-- Task goal --
In the satellite orbits text, by about how much does Mercury's orbital distance vary?

# 13.5: Satellite Orbits and Energy

- Page ID
- 4051

Learning Objectives

- Describe the mechanism for circular orbits
- Find the orbital periods and speeds of satellites
- Determine whether objects are gravitationally bound

The Moon orbits Earth. In turn, Earth and the other planets orbit the Sun. The space directly above our atmosphere is filled with artificial satellites in orbit. We examine the simplest of these orbits, the circular orbit, to understand the relationship between the speed and period of planets and satellites in relation to their positions and the bodies that they orbit.

## Circular Orbits

As noted at the beginning of this chapter, Nicolaus Copernicus first suggested that Earth and all other planets orbit the Sun in circles. He further noted that orbital periods increased with distance from the Sun. Later analysis by Kepler showed that these orbits are actually ellipses, but the orbits of most planets in the solar system are nearly circular. Earth’s orbital distance from the Sun varies a mere 2%. The exception is the eccentric orbit of Mercury, whose orbital distance varies nearly 40%.

Determining the **orbital speed** and **orbital period** of a satellite is much easier for circular orbits, so we make that assumption in the derivation that follows. As we described in the previous section, an object with negative total energy is gravitationally bound and therefore is in orbit. Our computation for the special case of circular orbits will confirm this. We focus on objects orbiting Earth, but our results can be generalized for other cases.

Consider a satellite of mass m in a circular orbit about Earth at distance \(r\) from the center of Earth (Figure \(\PageIndex{1}\)). It has centripetal acceleration directed toward the center of Earth. Earth’s gravity is the only force acting, so Newton’s second law gives

$$\frac{GmM_{E}}{r^{2}} = ma_{c} = \frac{mv_{orbit}^{2}}{r} \ldotp$$

We solve for the speed of the orbit, noting that \(m\) cancels, to get the orbital speed

$$v_{orbit} = \sqrt{\frac{GM_{E}}{r}} \ldotp \label{13.7}$$

Consistent with what we saw in \(g = G \frac{M_E}{r^2}\) and \(v_{esc} = \sqrt{\frac{2GM}{R}}\), m does not appear in Equation \ref{13.7}. The value of g, the escape velocity, and orbital velocity depend only upon the distance from the center of the planet, and not upon the mass of the object being acted upon. Notice the similarity in the equations for v_{orbit} and v_{esc}. The escape velocity is exactly \(\sqrt{2}\) times greater, about 40%, than the orbital velocity. This comparison was noted in Example 13.4.2, and it is true for a satellite at any radius.

-- Recorded data --
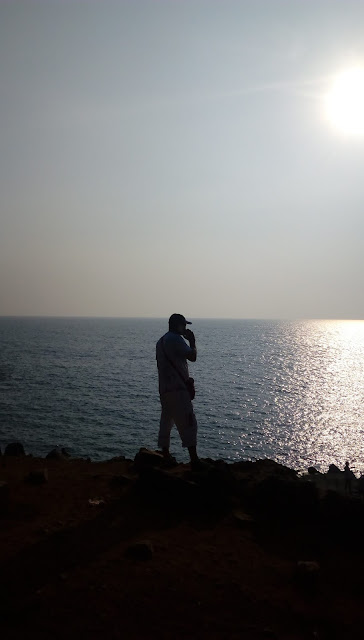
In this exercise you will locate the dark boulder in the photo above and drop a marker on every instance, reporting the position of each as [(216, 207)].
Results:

-- Exercise response --
Nearly 40%.